_What to do_
Where does the word "people" appear in the data? Copy every line that holds it.

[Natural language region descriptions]
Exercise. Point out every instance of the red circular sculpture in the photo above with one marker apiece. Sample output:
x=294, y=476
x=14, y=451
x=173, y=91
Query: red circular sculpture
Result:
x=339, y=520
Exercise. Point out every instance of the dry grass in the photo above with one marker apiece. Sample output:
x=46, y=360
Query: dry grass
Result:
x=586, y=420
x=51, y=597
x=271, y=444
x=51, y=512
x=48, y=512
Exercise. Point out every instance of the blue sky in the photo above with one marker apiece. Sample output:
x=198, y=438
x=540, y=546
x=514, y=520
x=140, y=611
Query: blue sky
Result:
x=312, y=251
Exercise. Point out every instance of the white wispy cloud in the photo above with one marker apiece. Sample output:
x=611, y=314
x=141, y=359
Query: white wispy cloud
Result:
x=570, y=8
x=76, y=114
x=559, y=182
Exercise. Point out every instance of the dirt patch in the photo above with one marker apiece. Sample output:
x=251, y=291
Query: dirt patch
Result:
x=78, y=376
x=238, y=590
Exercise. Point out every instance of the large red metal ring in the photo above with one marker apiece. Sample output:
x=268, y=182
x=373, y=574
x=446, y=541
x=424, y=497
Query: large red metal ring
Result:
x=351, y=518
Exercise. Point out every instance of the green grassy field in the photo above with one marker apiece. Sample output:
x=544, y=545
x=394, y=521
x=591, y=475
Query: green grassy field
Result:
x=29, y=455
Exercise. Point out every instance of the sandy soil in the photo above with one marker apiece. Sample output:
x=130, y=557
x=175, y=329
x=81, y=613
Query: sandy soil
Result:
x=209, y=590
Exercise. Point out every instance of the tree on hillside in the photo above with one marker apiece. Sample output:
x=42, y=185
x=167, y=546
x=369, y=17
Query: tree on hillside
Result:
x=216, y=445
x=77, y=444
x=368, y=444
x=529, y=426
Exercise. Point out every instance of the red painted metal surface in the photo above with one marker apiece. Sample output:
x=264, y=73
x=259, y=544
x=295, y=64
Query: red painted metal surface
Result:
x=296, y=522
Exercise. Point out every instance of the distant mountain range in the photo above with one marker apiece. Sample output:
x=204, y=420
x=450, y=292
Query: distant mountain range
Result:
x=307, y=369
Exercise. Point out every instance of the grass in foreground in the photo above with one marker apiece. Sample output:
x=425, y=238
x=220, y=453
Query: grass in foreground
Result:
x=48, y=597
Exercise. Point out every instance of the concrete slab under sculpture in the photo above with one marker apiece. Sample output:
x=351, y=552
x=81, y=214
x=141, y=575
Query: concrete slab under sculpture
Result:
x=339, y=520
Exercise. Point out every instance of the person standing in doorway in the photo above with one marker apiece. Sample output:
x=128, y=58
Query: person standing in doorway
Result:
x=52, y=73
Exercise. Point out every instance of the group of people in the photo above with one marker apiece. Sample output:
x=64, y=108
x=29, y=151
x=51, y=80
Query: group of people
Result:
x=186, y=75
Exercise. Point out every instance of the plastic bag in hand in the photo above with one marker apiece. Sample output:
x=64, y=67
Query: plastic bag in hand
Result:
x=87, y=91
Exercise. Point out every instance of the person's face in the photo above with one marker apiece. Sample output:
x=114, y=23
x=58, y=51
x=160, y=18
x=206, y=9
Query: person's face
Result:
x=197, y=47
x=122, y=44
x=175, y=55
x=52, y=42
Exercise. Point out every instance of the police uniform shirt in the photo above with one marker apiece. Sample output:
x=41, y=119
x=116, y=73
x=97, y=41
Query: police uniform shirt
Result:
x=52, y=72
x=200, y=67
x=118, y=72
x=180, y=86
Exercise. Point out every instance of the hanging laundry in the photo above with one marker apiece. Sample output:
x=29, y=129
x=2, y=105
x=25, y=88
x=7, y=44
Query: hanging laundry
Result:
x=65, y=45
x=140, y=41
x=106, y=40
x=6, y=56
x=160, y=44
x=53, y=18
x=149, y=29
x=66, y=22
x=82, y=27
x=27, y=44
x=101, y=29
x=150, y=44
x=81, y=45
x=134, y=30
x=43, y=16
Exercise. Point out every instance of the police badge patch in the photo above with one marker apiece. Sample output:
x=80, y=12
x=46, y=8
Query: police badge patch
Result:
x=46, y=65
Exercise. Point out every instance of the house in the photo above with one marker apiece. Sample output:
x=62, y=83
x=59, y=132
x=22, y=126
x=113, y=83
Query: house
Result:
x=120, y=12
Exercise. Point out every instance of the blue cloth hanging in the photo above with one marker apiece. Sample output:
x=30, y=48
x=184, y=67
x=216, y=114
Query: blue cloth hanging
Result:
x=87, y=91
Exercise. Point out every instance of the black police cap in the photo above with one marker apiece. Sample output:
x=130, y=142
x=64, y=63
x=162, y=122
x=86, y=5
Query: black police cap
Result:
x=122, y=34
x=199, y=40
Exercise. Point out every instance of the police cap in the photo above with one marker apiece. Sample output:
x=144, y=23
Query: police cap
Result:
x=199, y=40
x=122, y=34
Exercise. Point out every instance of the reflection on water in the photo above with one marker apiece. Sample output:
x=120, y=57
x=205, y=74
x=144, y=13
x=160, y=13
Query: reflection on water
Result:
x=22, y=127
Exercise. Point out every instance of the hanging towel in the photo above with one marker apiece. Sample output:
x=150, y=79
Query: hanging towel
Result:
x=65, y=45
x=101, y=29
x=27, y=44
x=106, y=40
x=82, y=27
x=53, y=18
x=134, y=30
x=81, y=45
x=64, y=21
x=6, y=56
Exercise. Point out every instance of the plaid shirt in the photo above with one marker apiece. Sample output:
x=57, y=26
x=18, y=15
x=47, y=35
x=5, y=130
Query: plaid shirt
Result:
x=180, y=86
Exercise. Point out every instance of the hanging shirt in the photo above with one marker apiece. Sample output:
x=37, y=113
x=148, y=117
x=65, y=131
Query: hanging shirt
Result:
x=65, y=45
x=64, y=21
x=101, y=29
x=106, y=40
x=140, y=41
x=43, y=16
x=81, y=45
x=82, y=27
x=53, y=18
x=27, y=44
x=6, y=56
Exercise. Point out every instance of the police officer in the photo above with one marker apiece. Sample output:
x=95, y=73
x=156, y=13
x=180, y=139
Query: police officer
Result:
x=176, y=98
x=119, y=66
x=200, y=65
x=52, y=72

_Expected answer_
Exercise. Point out every instance of the group of people in the photo above with one marker apiece. Sample output:
Query: group of people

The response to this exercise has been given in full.